• REQUIREMENT:
Render the records below as a Markdown table, leaving out any blank lines. Use a "Row" column for the row number and an "Entry" column for the line.

[Data entries]
Begin

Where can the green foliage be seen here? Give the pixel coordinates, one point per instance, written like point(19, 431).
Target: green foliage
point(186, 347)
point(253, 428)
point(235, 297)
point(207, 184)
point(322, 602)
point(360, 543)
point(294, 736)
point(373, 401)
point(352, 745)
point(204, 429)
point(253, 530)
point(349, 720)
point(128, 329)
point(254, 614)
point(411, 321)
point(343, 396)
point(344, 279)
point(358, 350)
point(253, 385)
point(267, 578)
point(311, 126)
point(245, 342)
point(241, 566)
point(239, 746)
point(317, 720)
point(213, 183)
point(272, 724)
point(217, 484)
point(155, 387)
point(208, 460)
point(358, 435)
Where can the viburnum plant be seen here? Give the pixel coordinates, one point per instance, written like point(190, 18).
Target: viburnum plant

End

• RESULT OF THE EXERCISE:
| Row | Entry |
|---|---|
| 1 | Where can the green foliage be seen here? Give the pixel coordinates, one point per instance, written like point(19, 431). |
| 2 | Target: green foliage |
| 3 | point(186, 347) |
| 4 | point(253, 428) |
| 5 | point(235, 297) |
| 6 | point(207, 184) |
| 7 | point(322, 602) |
| 8 | point(360, 543) |
| 9 | point(294, 736) |
| 10 | point(373, 401) |
| 11 | point(352, 745) |
| 12 | point(204, 429) |
| 13 | point(253, 530) |
| 14 | point(349, 720) |
| 15 | point(128, 329) |
| 16 | point(254, 614) |
| 17 | point(411, 321) |
| 18 | point(343, 396) |
| 19 | point(344, 279) |
| 20 | point(358, 350) |
| 21 | point(253, 385) |
| 22 | point(267, 578) |
| 23 | point(311, 126) |
| 24 | point(245, 342) |
| 25 | point(241, 566) |
| 26 | point(239, 746) |
| 27 | point(317, 720) |
| 28 | point(213, 183) |
| 29 | point(272, 724) |
| 30 | point(217, 484) |
| 31 | point(155, 387) |
| 32 | point(208, 460) |
| 33 | point(358, 435) |
| 34 | Where can the viburnum plant be seen here? Give the pixel coordinates, one point per instance, written like point(190, 18). |
| 35 | Target: viburnum plant |